Render every line of the material below as a numbered list, leaving out any blank lines.

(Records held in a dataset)
====

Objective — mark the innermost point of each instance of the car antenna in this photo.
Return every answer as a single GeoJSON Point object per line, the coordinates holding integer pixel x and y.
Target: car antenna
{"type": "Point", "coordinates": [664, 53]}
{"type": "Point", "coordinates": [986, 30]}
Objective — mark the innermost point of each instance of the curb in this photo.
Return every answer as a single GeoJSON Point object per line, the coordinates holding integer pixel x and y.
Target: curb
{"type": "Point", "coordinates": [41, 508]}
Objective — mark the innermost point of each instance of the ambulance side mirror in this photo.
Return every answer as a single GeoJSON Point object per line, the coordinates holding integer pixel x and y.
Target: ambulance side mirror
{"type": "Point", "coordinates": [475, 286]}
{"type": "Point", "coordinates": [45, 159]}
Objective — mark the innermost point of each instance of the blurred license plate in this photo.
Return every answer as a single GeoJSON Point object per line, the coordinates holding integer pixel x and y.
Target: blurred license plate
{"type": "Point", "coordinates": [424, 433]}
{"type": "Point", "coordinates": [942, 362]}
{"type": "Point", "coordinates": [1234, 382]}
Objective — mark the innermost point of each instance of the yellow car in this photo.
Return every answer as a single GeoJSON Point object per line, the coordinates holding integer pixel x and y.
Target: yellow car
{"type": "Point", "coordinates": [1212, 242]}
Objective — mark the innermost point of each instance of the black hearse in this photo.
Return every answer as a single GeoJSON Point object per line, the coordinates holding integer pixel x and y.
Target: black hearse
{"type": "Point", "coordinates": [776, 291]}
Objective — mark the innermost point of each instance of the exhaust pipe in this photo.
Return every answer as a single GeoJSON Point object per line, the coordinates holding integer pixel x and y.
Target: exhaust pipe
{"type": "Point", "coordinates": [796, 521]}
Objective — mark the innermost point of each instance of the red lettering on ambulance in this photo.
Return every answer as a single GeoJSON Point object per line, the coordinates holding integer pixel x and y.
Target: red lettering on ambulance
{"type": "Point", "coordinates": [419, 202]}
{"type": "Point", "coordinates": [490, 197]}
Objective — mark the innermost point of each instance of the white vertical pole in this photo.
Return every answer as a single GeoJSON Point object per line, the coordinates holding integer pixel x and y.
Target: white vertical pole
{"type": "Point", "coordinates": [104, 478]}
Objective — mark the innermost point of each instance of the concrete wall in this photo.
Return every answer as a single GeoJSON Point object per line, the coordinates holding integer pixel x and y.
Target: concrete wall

====

• **In response**:
1. Objective — mark the innermost point of each instance of the car antenna in this photo.
2. Return every answer as a single GeoJSON Point object per line, the coordinates holding integer pixel x and y.
3. Target: car antenna
4. {"type": "Point", "coordinates": [664, 53]}
5. {"type": "Point", "coordinates": [986, 30]}
6. Objective — mark the innermost point of each instance of the curb in this photo.
7. Return every answer as a single GeoJSON Point object per line, the coordinates holding integer pixel x and y.
8. Target: curb
9. {"type": "Point", "coordinates": [41, 508]}
10. Objective — mark the innermost point of each instance of the ambulance side mirror in this photo.
11. Return every answer as a single GeoJSON Point object per line, the coordinates holding integer pixel x and y.
12. Target: ambulance side mirror
13. {"type": "Point", "coordinates": [475, 286]}
14. {"type": "Point", "coordinates": [45, 159]}
15. Objective — mark the innermost point of each instance of the blurred license plate in this photo.
16. Return every answer as a single GeoJSON Point object per line, the coordinates holding integer pixel x and y.
17. Target: blurred license plate
18. {"type": "Point", "coordinates": [424, 433]}
19. {"type": "Point", "coordinates": [942, 362]}
20. {"type": "Point", "coordinates": [1234, 382]}
21. Objective — mark the innermost point of each instance of the yellow car in this photo.
22. Return every answer as a single GeoJSON Point object per line, the coordinates holding integer pixel x and y.
23. Target: yellow car
24. {"type": "Point", "coordinates": [1212, 242]}
25. Objective — mark the innermost point of each instance of the black hearse in this photo.
26. Return every answer as a single GeoJSON Point object per line, the coordinates holding integer pixel x and y.
27. Target: black hearse
28. {"type": "Point", "coordinates": [776, 291]}
29. Objective — mark the innermost point of each instance of the exhaust pipe in this photo.
30. Return every answer as a single GeoJSON Point object per line, the coordinates holding integer pixel x and y.
31. Target: exhaust pipe
32. {"type": "Point", "coordinates": [796, 521]}
33. Objective — mark the innermost point of each instance of the red lettering on ambulance in this photo.
34. Return every answer as a single GeoJSON Point object per line, the coordinates holding integer pixel x and y.
35. Target: red lettering on ambulance
36. {"type": "Point", "coordinates": [419, 202]}
37. {"type": "Point", "coordinates": [490, 197]}
38. Objective — mark the innermost point of each instance of the white vertical pole in this photo.
39. Return every answer as a single GeoJSON Point object per line, the coordinates holding integer pixel x and y.
40. Target: white vertical pole
41. {"type": "Point", "coordinates": [104, 478]}
42. Objective — mark the innermost point of each instance of the concrete wall in this photo.
43. Return every answer as a single GeoJSON Point object per line, the coordinates holding integer pixel x and y.
44. Target: concrete wall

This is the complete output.